-- START OF Listed entries --

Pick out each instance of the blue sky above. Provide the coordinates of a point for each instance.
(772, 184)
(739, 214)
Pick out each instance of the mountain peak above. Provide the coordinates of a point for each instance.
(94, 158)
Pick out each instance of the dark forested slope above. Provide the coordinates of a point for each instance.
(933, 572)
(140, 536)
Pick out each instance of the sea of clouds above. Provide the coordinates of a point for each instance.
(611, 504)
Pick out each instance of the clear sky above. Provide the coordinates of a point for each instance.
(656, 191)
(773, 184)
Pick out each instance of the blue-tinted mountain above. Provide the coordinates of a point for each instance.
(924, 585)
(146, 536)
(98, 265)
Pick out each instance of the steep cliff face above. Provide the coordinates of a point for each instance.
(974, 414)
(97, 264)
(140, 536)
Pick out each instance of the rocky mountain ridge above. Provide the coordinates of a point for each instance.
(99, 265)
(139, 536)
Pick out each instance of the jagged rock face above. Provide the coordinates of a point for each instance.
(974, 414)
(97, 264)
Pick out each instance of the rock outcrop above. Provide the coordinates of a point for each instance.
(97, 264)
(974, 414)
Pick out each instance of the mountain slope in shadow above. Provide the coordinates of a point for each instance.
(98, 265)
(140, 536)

-- END OF Listed entries --
-- START OF Listed entries --

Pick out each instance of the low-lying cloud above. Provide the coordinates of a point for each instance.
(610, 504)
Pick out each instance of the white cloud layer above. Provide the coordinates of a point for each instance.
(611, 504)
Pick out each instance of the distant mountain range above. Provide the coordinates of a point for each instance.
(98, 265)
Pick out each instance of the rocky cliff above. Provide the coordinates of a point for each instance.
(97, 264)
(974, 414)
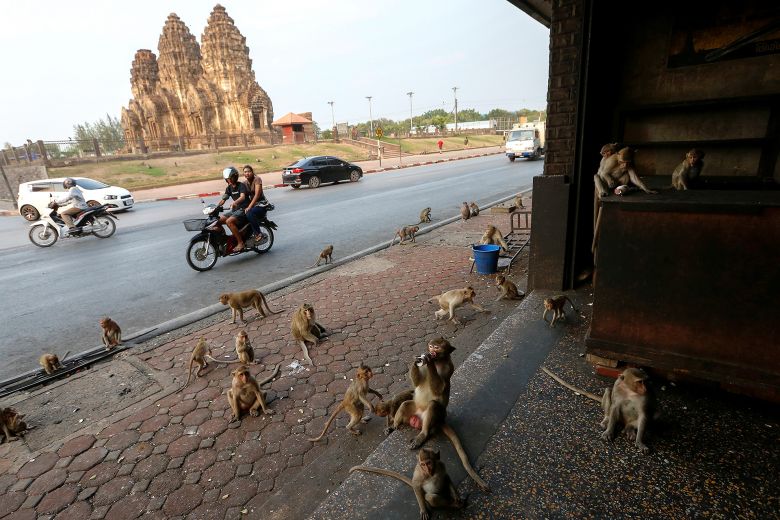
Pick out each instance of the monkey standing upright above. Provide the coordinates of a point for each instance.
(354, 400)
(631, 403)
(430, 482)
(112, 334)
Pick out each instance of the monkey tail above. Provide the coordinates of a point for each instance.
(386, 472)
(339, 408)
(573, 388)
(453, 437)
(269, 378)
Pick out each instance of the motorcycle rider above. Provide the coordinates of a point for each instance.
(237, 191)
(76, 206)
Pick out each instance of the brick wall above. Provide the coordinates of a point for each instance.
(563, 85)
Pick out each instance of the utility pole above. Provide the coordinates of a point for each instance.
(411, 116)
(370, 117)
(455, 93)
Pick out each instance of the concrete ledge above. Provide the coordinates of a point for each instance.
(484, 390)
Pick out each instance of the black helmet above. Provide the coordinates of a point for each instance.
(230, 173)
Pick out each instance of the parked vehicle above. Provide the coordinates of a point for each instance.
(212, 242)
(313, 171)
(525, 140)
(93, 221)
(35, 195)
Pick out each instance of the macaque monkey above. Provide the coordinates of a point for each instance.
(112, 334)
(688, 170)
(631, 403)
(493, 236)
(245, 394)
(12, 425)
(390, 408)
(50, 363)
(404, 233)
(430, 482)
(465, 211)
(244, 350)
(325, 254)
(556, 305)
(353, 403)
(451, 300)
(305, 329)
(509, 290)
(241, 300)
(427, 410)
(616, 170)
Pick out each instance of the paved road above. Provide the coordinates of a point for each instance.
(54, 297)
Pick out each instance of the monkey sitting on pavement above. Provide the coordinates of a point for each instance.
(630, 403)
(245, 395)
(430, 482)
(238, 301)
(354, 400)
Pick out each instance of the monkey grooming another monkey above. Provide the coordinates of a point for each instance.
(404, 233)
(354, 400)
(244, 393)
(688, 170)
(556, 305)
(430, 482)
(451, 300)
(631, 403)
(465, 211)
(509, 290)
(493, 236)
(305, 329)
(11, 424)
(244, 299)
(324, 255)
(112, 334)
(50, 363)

-- END OF Listed entries --

■ **Given task**
Locate every row containing the string "cliff", matching case exactly, and copy each one.

■ **The result**
Pick out each instance of the steep cliff face above. Provide the coordinates of a point for each instance.
Pick out each instance of the rocky cliff above. Provide the coordinates of a point for each instance.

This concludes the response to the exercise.